## TÂCHE À RÉALISER
Présentez sous forme de liste numérotée les lignes des enregistrements allant de celle qui contient « point: black fur collar » jusqu'à la fin des enregistrements, bornes comprises, en laissant de côté les lignes vides.

──────── DONNÉES EXTRAITES ────────

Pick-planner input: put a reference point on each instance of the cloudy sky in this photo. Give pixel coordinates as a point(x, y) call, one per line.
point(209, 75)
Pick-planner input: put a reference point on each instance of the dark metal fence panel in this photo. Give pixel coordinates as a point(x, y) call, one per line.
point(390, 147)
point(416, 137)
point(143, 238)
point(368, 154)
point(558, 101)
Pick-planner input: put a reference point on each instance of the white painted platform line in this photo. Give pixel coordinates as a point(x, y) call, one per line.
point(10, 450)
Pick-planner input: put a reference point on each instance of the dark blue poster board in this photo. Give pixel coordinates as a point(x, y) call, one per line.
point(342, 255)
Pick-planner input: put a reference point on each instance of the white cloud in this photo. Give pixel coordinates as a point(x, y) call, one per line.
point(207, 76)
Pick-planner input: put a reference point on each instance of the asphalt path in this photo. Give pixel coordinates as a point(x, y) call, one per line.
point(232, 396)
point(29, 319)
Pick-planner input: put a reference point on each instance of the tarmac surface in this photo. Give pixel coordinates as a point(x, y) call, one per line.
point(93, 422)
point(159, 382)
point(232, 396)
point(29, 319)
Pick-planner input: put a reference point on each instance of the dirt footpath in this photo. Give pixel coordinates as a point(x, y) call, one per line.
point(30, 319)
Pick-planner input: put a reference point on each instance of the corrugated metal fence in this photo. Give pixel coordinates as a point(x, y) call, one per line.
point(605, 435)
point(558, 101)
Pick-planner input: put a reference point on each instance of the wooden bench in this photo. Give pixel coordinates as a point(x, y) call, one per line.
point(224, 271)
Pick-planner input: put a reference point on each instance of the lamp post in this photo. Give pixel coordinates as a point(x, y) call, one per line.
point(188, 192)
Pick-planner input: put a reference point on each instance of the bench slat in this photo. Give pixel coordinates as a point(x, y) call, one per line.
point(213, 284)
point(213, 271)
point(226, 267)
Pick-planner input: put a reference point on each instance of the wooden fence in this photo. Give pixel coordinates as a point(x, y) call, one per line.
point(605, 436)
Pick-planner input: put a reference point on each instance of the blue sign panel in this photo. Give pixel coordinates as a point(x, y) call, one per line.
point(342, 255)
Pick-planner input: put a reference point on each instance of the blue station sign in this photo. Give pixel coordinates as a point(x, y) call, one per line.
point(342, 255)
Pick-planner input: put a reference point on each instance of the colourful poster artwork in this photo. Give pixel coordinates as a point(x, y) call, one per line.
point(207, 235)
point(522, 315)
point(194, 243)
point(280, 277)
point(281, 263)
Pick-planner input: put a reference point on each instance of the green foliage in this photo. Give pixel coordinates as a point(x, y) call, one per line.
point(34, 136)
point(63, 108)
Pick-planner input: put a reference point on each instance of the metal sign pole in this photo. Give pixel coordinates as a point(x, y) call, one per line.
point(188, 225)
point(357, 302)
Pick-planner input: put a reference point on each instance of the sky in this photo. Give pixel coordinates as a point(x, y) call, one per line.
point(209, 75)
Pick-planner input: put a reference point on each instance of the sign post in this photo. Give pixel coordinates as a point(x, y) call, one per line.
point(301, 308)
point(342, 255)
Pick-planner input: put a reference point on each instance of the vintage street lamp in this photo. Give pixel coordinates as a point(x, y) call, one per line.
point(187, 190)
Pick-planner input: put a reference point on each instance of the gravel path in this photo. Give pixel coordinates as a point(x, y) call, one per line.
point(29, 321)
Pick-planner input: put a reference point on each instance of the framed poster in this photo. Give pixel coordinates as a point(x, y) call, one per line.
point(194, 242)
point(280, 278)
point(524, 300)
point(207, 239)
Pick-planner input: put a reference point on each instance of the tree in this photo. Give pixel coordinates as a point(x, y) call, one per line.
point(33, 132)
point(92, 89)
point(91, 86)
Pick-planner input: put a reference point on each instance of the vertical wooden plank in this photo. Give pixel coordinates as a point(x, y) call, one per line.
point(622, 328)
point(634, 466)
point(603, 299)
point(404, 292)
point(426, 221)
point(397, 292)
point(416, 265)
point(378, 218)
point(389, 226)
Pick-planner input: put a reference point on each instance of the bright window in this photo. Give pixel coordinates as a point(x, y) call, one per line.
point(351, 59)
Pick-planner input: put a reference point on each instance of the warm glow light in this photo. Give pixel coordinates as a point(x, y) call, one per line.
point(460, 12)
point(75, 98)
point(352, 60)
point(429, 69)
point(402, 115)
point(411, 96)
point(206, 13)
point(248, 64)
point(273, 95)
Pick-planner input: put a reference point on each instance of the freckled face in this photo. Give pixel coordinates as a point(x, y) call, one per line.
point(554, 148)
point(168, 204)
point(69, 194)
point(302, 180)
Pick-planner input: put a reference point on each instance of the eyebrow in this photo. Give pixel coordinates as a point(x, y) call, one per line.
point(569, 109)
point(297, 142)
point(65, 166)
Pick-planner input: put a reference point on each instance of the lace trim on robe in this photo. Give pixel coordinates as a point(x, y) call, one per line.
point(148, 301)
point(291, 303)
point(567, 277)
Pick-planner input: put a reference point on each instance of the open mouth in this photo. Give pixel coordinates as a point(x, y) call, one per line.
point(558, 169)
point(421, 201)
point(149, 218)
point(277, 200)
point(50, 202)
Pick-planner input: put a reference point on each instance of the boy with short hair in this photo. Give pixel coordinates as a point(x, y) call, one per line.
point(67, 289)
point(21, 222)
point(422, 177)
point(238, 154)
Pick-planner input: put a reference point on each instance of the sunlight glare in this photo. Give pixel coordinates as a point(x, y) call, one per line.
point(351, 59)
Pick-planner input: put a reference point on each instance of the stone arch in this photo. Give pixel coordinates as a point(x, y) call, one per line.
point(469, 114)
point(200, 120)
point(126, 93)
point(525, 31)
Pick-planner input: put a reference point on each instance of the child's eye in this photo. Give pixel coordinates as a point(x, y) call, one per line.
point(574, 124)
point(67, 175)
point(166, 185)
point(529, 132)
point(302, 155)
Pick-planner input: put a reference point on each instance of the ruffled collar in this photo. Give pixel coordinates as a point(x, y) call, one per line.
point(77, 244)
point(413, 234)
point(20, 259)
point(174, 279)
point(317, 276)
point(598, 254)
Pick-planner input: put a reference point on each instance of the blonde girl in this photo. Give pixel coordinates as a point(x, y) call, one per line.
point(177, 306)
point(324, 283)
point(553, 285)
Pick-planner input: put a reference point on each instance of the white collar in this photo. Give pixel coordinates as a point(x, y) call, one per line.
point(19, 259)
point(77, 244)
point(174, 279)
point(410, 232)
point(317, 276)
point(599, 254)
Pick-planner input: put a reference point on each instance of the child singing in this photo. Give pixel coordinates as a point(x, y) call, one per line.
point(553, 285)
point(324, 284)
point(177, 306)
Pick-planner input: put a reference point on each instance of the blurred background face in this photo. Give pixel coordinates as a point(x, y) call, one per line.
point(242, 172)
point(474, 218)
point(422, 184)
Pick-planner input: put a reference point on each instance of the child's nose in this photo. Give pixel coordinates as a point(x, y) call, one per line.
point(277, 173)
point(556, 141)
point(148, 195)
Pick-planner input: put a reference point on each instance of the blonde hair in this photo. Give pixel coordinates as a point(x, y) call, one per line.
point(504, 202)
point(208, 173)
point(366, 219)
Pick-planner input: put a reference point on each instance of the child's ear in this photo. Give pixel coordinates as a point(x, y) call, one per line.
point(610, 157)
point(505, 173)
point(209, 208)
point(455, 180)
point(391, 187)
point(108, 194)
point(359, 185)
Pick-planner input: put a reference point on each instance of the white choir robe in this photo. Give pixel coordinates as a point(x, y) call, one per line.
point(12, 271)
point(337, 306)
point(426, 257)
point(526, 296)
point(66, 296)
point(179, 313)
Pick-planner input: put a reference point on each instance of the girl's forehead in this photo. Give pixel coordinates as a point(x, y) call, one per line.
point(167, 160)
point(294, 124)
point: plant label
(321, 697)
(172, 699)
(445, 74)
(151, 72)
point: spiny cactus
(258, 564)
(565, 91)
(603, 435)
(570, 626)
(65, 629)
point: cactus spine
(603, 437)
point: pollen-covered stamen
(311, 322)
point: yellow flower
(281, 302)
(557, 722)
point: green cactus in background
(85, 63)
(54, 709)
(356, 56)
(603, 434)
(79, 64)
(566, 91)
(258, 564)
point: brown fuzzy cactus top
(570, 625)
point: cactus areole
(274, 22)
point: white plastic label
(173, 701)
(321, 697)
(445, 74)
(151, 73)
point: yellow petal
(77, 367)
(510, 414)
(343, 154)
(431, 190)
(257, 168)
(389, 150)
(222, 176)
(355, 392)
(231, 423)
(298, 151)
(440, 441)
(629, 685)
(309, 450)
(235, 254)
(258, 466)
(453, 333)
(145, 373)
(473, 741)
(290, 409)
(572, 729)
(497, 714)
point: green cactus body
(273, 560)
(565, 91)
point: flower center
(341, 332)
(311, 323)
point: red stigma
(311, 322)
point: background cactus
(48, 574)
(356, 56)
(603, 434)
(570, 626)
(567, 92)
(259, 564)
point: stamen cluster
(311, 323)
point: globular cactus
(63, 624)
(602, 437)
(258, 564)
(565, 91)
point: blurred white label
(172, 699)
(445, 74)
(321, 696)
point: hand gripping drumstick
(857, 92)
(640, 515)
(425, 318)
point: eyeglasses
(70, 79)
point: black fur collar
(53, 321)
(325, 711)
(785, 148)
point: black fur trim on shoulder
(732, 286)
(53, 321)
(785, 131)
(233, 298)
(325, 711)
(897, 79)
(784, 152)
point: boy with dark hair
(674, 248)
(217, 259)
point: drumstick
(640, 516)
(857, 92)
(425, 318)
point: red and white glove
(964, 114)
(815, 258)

────────

## SOLUTION PROPOSÉE
1. point: black fur collar
2. (53, 321)
3. (325, 711)
4. (785, 148)
5. point: black fur trim on shoulder
6. (732, 286)
7. (53, 321)
8. (785, 131)
9. (233, 298)
10. (325, 711)
11. (897, 79)
12. (784, 152)
13. point: boy with dark hair
14. (674, 248)
15. (217, 259)
16. point: drumstick
17. (640, 516)
18. (857, 92)
19. (425, 318)
20. point: red and white glove
21. (964, 114)
22. (815, 258)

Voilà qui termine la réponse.